Task directions: Count the lines in the items below that contain the string "stone", and give only the number.

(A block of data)
§ §

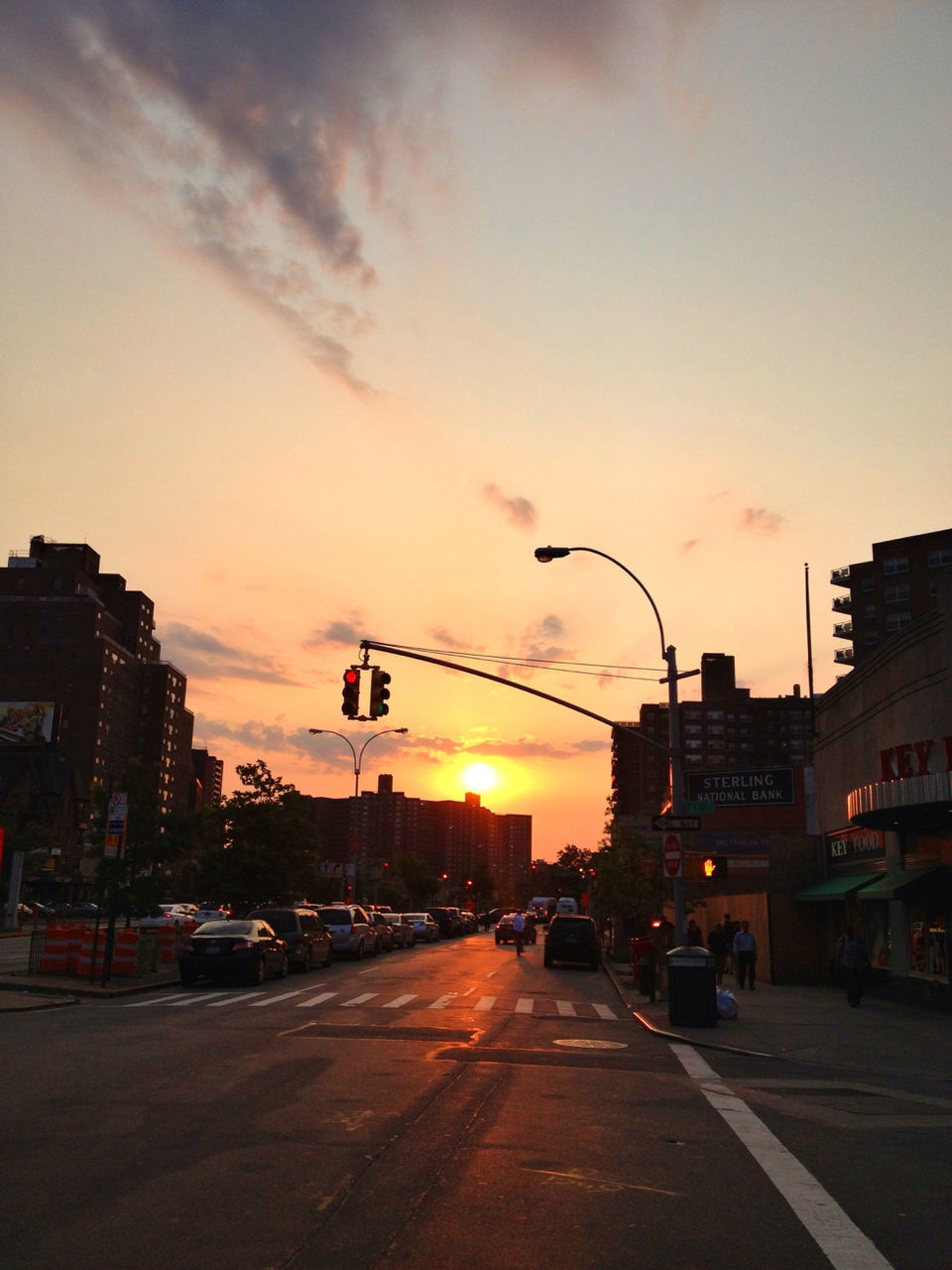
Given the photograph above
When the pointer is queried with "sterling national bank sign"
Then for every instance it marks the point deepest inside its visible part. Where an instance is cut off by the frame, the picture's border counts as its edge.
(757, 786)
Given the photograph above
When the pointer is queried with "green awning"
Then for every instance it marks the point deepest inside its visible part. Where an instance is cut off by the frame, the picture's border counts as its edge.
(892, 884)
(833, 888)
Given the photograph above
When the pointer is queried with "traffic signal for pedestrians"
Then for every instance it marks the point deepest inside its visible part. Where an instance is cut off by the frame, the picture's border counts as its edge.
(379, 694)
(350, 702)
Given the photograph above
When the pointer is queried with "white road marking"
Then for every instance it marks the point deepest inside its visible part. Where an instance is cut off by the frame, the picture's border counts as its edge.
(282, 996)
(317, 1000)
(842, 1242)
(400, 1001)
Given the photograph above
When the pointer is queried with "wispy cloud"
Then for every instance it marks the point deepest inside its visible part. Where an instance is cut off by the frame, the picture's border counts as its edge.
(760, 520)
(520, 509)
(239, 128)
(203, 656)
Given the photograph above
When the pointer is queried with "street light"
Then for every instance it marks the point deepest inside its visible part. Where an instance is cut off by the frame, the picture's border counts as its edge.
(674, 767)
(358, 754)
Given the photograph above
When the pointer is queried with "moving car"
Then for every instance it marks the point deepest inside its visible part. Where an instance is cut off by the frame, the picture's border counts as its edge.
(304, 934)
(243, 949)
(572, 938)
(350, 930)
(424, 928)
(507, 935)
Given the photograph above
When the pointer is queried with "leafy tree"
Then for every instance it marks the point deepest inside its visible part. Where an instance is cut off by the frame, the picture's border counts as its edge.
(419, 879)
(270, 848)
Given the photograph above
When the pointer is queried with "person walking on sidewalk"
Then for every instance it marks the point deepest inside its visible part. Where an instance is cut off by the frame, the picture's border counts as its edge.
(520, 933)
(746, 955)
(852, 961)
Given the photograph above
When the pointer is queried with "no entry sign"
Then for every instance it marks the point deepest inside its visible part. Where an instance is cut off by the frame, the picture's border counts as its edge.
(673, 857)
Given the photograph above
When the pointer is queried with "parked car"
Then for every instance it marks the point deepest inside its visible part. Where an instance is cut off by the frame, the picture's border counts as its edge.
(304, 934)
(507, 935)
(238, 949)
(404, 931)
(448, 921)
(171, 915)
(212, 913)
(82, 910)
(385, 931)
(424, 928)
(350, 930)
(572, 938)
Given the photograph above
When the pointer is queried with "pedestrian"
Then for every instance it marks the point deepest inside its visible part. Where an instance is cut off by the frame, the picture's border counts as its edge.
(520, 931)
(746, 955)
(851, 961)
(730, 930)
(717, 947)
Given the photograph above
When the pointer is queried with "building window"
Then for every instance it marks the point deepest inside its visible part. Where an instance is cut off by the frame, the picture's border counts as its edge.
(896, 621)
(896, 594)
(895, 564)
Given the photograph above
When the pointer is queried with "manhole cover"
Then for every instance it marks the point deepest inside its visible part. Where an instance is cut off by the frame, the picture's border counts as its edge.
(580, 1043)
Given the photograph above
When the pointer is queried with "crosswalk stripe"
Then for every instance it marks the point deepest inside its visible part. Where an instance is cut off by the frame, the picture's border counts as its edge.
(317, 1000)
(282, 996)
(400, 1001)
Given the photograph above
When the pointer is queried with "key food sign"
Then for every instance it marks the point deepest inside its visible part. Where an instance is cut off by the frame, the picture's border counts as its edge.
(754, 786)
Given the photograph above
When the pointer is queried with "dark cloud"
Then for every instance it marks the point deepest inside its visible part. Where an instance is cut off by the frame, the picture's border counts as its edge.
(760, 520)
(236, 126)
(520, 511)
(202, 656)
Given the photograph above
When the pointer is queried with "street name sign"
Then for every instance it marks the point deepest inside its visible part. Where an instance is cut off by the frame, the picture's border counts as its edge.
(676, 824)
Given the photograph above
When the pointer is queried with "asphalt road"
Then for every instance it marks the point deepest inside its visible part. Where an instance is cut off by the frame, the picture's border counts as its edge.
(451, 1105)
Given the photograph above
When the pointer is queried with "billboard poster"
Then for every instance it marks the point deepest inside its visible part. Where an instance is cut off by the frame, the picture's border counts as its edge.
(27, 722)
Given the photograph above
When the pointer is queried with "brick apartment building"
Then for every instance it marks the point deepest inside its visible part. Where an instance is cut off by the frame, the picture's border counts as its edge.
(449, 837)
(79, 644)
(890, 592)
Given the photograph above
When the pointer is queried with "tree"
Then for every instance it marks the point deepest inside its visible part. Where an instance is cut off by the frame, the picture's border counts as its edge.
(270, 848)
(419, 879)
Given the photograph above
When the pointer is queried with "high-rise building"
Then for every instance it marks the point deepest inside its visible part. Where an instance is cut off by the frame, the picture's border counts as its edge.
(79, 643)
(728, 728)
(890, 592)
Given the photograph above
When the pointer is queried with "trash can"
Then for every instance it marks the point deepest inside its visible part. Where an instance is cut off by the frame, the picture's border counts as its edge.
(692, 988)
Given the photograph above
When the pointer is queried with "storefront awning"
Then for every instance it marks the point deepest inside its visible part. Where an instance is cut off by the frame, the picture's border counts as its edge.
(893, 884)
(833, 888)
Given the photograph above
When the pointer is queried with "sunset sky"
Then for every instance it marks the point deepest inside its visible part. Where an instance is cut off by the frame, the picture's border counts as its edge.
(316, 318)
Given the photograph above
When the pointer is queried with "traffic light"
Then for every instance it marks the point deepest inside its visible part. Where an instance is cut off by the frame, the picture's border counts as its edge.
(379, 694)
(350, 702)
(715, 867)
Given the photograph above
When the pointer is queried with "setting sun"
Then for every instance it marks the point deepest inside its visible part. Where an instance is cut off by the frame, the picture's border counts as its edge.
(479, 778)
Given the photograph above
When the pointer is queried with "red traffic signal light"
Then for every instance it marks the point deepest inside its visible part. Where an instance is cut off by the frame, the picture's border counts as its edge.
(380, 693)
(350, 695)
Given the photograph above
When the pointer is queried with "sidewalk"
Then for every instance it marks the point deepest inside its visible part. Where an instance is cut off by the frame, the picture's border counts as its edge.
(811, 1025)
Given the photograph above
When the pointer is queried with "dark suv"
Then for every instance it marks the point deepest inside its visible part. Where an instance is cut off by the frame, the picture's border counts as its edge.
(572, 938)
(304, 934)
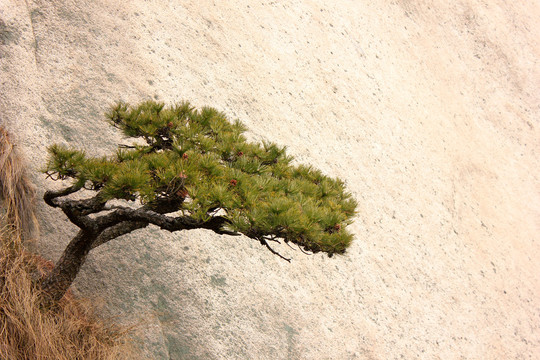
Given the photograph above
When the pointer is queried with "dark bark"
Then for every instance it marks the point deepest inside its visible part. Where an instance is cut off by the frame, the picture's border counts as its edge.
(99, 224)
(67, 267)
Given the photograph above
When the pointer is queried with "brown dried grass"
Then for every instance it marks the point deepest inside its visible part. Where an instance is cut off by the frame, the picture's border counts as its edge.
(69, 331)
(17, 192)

§ §

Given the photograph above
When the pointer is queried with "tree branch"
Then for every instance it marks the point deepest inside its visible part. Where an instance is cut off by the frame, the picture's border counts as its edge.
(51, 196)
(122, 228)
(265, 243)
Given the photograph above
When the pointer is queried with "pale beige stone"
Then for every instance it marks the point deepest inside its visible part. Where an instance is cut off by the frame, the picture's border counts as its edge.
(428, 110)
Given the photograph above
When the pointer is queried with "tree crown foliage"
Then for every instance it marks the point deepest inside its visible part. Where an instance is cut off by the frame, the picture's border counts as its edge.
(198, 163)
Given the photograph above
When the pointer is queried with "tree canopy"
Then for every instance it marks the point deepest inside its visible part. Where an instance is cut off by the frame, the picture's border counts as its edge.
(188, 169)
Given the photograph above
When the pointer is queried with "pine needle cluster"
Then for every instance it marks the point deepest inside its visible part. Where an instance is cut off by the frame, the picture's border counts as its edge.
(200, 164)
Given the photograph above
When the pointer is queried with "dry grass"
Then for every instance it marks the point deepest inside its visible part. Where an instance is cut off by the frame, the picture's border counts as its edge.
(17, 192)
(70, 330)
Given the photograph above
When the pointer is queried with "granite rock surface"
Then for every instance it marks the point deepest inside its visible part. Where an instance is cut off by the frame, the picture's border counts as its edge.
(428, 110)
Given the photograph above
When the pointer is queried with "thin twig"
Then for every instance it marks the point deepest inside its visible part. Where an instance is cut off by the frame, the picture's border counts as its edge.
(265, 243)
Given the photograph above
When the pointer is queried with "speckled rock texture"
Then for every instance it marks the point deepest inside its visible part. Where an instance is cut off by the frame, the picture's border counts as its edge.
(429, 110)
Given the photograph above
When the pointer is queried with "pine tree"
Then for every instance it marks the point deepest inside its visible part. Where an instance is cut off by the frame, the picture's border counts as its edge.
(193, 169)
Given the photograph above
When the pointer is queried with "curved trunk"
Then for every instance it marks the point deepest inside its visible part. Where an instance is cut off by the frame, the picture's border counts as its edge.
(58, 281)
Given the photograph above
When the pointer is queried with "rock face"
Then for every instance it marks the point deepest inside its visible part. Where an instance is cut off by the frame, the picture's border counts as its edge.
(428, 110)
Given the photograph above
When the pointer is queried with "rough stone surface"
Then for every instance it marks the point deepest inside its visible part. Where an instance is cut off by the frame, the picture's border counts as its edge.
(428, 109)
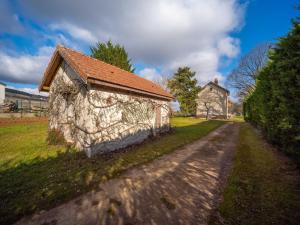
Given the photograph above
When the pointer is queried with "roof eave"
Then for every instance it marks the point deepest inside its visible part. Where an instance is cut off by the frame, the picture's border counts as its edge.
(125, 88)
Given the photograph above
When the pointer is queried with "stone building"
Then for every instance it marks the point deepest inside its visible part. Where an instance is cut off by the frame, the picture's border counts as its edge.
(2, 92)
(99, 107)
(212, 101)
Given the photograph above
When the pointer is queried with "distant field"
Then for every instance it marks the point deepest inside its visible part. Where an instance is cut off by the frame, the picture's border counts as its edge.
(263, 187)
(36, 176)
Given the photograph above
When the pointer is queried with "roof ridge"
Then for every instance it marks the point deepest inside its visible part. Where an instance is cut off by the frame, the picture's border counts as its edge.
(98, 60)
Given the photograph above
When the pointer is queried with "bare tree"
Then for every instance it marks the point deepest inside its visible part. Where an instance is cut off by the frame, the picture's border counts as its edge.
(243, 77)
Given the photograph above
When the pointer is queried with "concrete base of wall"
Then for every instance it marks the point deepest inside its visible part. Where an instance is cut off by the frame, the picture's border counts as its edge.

§ §

Task result: 3